[Dataset excerpts]
- - - - -

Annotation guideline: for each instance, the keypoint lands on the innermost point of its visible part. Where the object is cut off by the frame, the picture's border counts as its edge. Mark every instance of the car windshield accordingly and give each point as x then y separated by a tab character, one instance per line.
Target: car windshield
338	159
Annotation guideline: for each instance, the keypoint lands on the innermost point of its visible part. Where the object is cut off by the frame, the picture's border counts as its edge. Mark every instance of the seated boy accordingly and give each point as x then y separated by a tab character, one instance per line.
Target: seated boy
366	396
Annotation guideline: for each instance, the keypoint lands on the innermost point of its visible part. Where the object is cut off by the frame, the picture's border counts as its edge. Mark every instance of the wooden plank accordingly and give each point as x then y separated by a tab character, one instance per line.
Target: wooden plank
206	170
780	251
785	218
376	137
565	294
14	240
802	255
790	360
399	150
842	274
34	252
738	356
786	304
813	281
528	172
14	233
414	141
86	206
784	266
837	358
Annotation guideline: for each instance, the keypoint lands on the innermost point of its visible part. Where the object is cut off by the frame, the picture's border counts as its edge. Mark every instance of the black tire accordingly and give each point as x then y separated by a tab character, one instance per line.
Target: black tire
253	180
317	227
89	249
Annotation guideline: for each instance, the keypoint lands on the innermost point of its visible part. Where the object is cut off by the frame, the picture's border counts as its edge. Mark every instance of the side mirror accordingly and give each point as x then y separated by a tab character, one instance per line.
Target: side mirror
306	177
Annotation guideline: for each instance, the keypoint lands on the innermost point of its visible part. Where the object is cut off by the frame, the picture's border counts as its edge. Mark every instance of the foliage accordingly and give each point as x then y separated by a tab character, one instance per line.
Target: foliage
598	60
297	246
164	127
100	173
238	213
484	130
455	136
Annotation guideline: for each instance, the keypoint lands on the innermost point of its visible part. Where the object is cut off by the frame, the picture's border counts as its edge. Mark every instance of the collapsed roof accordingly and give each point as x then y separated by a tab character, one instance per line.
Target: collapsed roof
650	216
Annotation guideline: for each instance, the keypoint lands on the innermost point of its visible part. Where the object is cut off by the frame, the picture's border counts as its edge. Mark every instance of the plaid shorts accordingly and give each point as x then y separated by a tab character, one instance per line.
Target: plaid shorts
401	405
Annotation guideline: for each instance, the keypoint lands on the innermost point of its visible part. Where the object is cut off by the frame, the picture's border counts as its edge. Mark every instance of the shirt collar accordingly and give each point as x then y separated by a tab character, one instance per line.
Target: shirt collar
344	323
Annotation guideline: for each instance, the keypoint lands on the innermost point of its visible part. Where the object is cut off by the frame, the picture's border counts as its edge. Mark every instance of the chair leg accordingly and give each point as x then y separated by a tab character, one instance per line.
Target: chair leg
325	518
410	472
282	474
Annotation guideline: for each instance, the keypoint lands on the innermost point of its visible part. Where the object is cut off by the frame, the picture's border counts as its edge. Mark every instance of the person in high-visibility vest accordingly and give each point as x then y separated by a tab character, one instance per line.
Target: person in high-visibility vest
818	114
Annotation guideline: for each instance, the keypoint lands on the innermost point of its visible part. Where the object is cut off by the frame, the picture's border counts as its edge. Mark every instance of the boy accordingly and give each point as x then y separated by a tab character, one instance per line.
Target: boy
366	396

- - - - -

Please output the complete data exactly.

*RESULT FOR THIS EXERCISE*
Annotation guideline: for each instance, the keypoint lands on the innermost point of its visible part. Where the object is cut off by the frame, the picture's border counts as its edge. Mark every instance of the car windshield accordingly and give each point as x then y separated by a tab character, one instance per line.
Target: car windshield
338	159
Annotation guideline: for each instance, the keypoint lands on the innermost point of its visible part. Where the object is cut off by the frame, the picture's border counts as its edge. Mark every instance of the seated boy accordingly and give each point as x then y separated by a tab character, one instance per line.
Target: seated boy
366	396
Annotation guideline: for each instance, the keypoint lands on the innermost point of its visible part. Where the object is cut off by the frame, the picture's border counts as its edge. Mark every instance of the wooden plank accordingly and give each point as x then y separated by a tab character, one instance per line.
Target: wooden plank
206	170
780	251
785	218
376	137
565	294
14	240
802	255
790	360
399	150
842	274
34	252
738	356
786	304
813	281
528	172
14	233
414	141
86	206
784	266
837	358
Annotation guideline: for each instance, the keypoint lands on the innermost point of its visible part. Where the object is cut off by the frame, the picture's border counts as its edge. Mark every instance of the black tire accordingly and give each point as x then y separated by a tab character, one instance per line.
Target: black tire
253	180
317	227
89	249
Annotation guideline: for each instance, the keypoint lands on the innermost point of its visible part. Where the object is cut off by the frame, the picture's border counts as its edge. Mark every instance of the side mirror accordingly and give each point as x then y separated by a tab character, one instance per line.
Target: side mirror
306	177
Annotation guideline: for each instance, the keypoint lands on the innermost point of its visible part. Where the object is cut off by the frame, the picture's border counts as its edge. Mark every instance of the foliage accordingly and give each point as x then y separated by a tab character, one instance per line.
Target: foliage
598	60
297	246
164	127
100	173
238	213
484	130
455	136
Annotation guideline: for each instance, the keypoint lands on the innermost point of its visible part. Where the object is cut off by the frame, the picture's border counts as its edge. Mark every instance of the collapsed roof accordingly and give each point as x then y separated by a tab character, one instance per line.
Target: collapsed roof
650	216
Annotation guideline: for each instance, the keypoint lands on the innermost point of its visible part. Where the object is cut off by the frame, the picture's border counts as its edge. Mark every instance of the plaid shorts accordingly and give each point as x then y separated by a tab character, one instance per line.
Target: plaid shorts
401	405
Annotation guideline: for each instance, the keypoint lands on the innermost point of its visible part. Where the object is cut off by the frame, the picture's border counts as its edge. Mark every instance of the shirt collar accordingly and give each point as x then y separated by a tab character, one instance per line.
Target: shirt collar
344	323
Annotation guideline: for each instance, the keypoint lands on the innermost point of its visible part. Where the object is cut off by the frame, the picture's border counts as its edge. Mark every instance of the chair leg accordingly and give each point as x then y separated by a tab character, one instance per line.
Target: chair leg
325	518
410	472
282	474
Annotation guideline: for each instance, the keypoint lands on the innermost point of its visible part. Where the object is cut off by the frame, the picture's border counts as its edge. Mark every instance of the person in high-visibility vest accordingly and give each point as x then y separated by a tab character, one instance per line.
Target: person in high-visibility vest
818	114
Annotation guideline: for each instance, the keypoint lands on the innermost point of its visible part. Where the object is cut off by the frame, the picture's border counts as its edge. Mark every instance of the boy accordingly and give each point as x then y separated by a tab character, one instance per line.
Target: boy
366	396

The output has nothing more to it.